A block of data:

_ _ _ _ _

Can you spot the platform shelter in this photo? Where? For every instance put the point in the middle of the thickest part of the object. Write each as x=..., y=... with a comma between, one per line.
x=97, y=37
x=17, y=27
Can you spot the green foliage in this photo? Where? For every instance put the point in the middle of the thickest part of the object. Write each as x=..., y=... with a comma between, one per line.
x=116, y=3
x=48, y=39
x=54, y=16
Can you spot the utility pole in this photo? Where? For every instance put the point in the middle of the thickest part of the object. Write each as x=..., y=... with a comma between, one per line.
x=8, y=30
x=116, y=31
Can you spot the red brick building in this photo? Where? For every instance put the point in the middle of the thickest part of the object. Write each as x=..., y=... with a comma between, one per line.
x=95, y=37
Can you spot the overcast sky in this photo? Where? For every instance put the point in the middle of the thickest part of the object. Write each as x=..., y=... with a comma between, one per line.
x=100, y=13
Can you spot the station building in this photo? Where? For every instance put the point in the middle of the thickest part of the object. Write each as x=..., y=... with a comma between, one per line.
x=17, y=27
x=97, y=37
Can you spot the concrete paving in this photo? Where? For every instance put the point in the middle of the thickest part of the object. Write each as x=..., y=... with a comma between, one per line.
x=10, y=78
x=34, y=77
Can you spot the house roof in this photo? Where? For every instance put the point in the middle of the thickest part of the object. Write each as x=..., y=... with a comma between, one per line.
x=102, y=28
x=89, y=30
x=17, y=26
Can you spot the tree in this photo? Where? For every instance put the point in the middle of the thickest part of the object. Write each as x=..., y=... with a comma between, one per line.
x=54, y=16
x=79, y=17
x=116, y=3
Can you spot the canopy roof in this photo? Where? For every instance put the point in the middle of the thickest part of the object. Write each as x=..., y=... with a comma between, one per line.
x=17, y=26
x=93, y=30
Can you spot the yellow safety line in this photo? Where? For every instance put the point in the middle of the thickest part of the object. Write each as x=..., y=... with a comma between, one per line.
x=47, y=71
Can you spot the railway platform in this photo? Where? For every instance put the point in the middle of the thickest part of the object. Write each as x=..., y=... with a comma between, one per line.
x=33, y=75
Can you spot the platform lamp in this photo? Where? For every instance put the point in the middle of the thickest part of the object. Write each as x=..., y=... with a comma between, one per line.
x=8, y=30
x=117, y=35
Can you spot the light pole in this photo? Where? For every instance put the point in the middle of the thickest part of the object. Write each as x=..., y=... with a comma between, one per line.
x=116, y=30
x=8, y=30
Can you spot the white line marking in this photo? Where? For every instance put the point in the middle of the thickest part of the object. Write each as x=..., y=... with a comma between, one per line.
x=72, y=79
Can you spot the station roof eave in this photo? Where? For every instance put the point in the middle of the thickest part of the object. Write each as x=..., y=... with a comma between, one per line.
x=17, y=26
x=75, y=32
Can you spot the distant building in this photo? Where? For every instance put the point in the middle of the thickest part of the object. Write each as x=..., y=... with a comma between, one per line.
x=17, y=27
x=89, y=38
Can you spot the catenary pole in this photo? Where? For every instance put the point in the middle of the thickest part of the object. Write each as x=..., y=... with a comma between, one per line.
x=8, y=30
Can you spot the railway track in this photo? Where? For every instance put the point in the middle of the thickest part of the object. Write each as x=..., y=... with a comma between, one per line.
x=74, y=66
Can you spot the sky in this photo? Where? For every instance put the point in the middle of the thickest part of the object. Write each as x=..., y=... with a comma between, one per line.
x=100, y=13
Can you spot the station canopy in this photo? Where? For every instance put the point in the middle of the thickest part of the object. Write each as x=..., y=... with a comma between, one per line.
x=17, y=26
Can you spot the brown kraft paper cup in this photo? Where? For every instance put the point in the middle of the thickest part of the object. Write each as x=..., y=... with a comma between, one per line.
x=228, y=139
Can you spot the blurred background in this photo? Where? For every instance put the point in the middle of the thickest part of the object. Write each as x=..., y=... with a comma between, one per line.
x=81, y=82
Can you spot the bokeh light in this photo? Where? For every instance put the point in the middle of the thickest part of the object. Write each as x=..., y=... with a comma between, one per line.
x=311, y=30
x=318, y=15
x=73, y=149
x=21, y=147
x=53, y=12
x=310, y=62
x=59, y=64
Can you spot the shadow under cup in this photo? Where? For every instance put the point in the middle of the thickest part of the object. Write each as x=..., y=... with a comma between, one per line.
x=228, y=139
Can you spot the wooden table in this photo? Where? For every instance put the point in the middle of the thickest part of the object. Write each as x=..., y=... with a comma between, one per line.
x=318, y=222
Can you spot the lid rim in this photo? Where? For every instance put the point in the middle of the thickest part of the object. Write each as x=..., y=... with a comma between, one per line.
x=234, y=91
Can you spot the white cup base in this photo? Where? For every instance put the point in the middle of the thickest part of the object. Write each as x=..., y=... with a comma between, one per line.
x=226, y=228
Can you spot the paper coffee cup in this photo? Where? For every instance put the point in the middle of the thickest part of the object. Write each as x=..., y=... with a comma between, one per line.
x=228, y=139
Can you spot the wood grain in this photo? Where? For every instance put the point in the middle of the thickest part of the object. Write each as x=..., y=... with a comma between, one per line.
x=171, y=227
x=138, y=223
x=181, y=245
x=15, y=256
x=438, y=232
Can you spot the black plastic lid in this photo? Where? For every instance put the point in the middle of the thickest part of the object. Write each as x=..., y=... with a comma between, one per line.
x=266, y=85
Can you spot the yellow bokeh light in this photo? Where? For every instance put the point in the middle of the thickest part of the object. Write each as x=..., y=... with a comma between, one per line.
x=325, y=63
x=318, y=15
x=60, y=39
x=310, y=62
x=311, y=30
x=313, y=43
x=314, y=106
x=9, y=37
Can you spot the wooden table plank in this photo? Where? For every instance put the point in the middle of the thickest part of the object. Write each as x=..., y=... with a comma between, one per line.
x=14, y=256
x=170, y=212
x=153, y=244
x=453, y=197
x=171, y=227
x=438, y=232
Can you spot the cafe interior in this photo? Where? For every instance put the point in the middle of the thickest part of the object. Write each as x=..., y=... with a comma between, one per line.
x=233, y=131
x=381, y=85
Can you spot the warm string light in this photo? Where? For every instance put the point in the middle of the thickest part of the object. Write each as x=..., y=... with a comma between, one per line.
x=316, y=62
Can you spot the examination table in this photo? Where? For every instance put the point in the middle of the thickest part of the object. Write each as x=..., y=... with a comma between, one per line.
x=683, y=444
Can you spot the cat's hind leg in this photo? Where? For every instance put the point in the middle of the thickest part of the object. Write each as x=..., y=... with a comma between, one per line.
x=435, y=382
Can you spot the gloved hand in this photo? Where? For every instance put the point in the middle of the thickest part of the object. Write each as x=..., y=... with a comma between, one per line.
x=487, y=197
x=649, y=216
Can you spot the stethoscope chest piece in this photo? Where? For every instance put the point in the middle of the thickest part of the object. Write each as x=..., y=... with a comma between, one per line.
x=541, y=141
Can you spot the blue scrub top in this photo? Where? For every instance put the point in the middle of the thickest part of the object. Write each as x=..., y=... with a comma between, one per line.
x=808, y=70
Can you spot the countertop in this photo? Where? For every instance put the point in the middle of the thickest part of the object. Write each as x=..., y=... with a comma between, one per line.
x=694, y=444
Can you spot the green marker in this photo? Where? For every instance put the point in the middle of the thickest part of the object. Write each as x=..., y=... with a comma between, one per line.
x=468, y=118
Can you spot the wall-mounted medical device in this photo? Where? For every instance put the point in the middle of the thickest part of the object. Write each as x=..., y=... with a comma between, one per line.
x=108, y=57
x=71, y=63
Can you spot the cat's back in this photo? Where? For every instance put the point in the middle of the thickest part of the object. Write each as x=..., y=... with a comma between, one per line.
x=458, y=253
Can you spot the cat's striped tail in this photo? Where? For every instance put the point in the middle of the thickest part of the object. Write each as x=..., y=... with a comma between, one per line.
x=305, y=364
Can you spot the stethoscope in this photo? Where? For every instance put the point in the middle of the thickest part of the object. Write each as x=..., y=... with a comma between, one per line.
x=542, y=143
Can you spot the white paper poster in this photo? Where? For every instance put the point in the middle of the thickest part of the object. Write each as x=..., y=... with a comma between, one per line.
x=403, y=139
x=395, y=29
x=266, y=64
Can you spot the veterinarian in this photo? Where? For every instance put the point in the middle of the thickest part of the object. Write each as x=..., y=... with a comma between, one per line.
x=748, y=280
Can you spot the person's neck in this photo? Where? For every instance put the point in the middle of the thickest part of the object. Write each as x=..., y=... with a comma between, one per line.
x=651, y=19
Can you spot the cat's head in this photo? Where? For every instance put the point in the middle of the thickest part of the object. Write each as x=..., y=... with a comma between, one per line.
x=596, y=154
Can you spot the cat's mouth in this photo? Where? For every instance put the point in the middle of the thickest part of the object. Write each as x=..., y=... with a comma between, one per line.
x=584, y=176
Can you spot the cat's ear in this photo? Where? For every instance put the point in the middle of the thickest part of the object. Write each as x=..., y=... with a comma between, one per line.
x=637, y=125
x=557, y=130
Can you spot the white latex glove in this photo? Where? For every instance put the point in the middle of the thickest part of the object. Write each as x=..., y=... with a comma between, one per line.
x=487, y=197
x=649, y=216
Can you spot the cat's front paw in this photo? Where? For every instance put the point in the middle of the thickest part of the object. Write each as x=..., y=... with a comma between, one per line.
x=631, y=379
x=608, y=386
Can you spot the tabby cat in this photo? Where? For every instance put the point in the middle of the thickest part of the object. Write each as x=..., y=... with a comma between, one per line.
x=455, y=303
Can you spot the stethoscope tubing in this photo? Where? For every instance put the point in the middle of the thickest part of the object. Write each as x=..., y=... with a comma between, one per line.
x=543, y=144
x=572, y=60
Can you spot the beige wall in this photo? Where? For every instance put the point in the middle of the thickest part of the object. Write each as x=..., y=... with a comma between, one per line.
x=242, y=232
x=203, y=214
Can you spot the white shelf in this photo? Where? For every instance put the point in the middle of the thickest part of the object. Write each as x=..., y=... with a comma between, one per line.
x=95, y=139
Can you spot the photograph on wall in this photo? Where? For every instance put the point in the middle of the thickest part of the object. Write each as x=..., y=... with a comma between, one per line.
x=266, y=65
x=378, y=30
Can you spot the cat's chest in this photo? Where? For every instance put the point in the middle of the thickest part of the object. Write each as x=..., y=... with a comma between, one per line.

_ _ _ _ _

[Exercise goal]:
Rewrite the stretch of entries from the line containing "Can you spot the blue" through the line containing "x=468, y=118", replacing "countertop" with "work surface" and leaving everything else unchanged.

[Answer in full]:
Can you spot the blue scrub top in this photo? Where? For every instance put the point in the middle of the thickest part of the object. Write each as x=..., y=... with a comma between, one per line.
x=808, y=70
Can you spot the work surface in this photo? Where? For every instance put the point in the middle of the thickest part of the object. Write each as x=..., y=... with a comma between, one per line.
x=694, y=444
Can you spot the green marker in this photo? Where? For every instance put the point in the middle of the thickest part of the object. Write each as x=..., y=... with a comma between, one per line.
x=468, y=118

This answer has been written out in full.